> _The problem_
Below are the records; pull every line that includes "query".

____ Record set

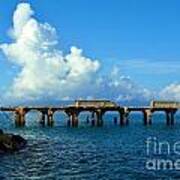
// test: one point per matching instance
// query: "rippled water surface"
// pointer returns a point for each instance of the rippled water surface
(109, 152)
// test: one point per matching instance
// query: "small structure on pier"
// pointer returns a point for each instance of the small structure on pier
(95, 103)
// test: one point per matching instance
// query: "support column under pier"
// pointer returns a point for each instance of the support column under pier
(170, 117)
(43, 118)
(74, 119)
(20, 117)
(50, 120)
(147, 117)
(124, 117)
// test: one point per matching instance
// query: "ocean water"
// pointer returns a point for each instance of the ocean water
(108, 152)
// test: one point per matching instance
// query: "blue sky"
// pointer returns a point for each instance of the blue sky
(140, 37)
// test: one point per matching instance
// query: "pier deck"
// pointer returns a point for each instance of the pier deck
(98, 108)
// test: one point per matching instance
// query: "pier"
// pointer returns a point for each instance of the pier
(98, 108)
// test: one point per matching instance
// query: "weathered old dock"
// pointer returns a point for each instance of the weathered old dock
(98, 108)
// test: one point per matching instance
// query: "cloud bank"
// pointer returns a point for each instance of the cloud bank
(45, 72)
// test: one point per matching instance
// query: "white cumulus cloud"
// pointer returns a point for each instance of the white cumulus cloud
(46, 72)
(171, 92)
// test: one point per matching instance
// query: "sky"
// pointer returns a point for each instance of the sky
(119, 50)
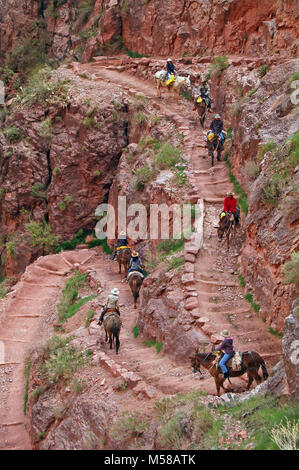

________

> _Result for this exercise_
// query: "rippled water surface"
// query: "small structure on pier"
// query: "support column under pier"
// query: "ocean water"
// query: "blue sky"
// query: "pier deck"
// query: "pier"
// query: "weathered old dock"
// query: "cloud bank"
// query: "white cumulus cloud"
// query: "sky"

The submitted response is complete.